# START OF GIVEN RECORDS
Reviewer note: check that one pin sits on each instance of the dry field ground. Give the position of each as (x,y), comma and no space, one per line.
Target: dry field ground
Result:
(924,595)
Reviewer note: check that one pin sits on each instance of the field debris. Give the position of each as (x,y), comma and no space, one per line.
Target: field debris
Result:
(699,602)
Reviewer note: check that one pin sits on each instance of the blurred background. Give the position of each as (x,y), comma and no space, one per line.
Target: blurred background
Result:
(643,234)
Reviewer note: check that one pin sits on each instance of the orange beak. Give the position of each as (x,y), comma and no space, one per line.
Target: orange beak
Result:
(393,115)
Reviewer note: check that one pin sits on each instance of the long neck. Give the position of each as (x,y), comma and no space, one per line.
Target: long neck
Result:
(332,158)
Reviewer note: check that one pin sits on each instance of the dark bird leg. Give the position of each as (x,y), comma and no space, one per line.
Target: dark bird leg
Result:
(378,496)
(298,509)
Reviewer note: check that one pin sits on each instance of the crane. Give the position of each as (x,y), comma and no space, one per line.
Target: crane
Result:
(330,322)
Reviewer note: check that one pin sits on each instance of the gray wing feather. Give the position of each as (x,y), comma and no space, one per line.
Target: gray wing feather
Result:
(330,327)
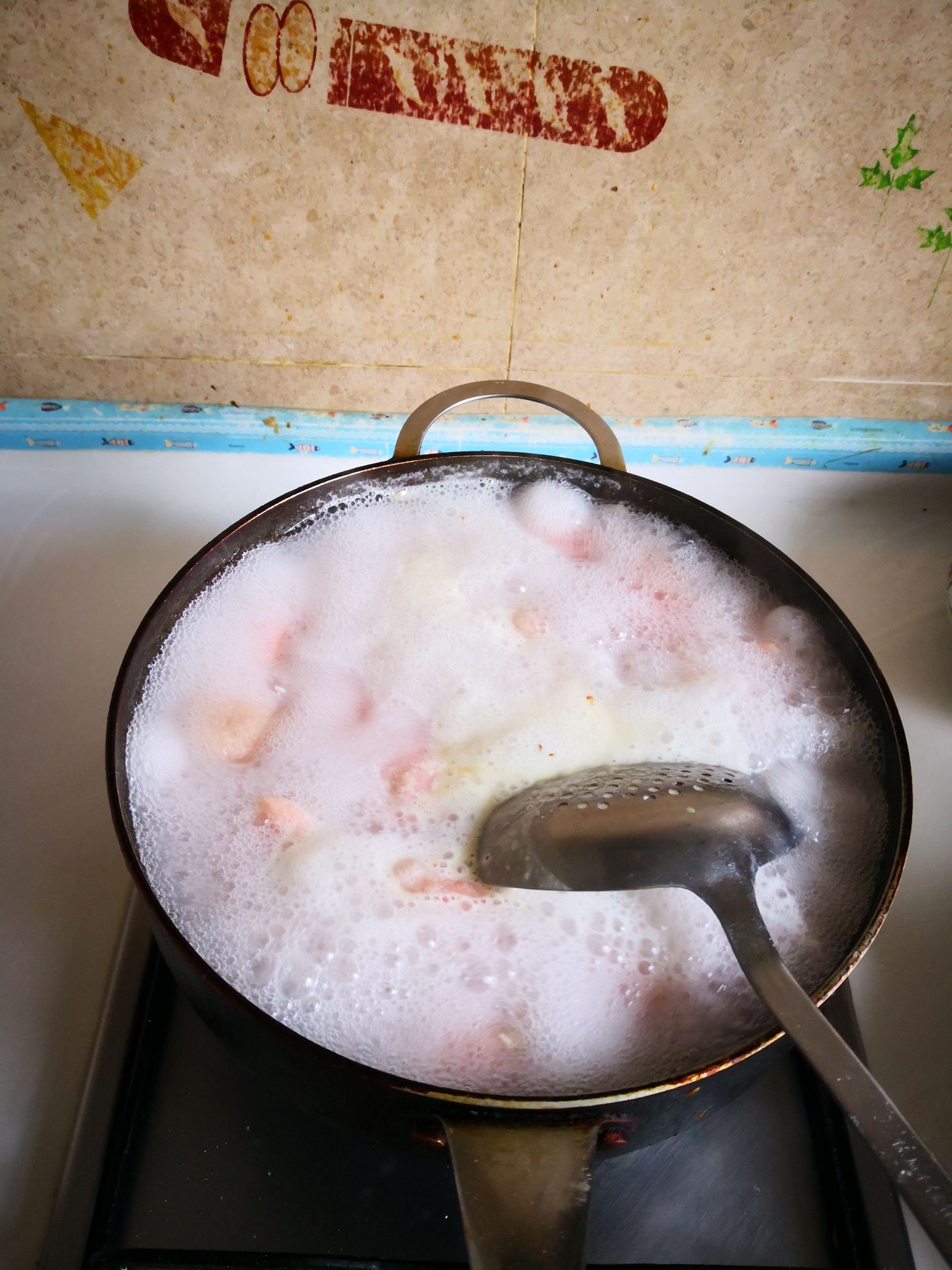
# END OF GIVEN RECORDS
## WORK INSTRUCTIONS
Rewrite the material above with every "pin" changed to "marker" and nothing else altered. Leave the pictures out.

## EXPECTED ANSWER
Reviewer note: check that one marker sits on each instance of the dry field ground. Give the position of each as (x,y), comma and no space, one per line.
Target: dry field ground
Result:
(924,595)
Reviewer note: check that one marker sits on each instance of the field debris. Give the position of each as (x,y), comma and no space, one per line.
Target: field debris
Result:
(699,602)
Reviewer note: check that one marker sits on each instance of the blurred background. Give the position of each as (x,y), comma and no space, one per line.
Target: blurred background
Result:
(643,234)
Reviewer note: check that one marker sits on each instance of the orange beak. Give the position of each as (x,y), comma and no space, one per line.
Target: orange beak
Result:
(393,115)
Reviewer note: check that one marker sits on each instance of the long neck. Give the position of each as (x,y), comma and no space, one per line.
Target: long neck
Result:
(332,158)
Reviewer note: check that one marker sits on each instance of the dark bird leg. Give the position of each as (x,y), comma and no space, one per line.
Target: dark bird leg
Result:
(378,496)
(298,509)
Reviewer note: check that one marker sits on each instance of the crane. Give the position of each as (x,y), comma and no space, one per line.
Target: crane
Result:
(330,322)
Reviewer note: check that one marker sits on each instance of the gray wing feather. Give the position of each as (x,y), comma and no space, one per line.
Target: gray wing feather
Result:
(330,327)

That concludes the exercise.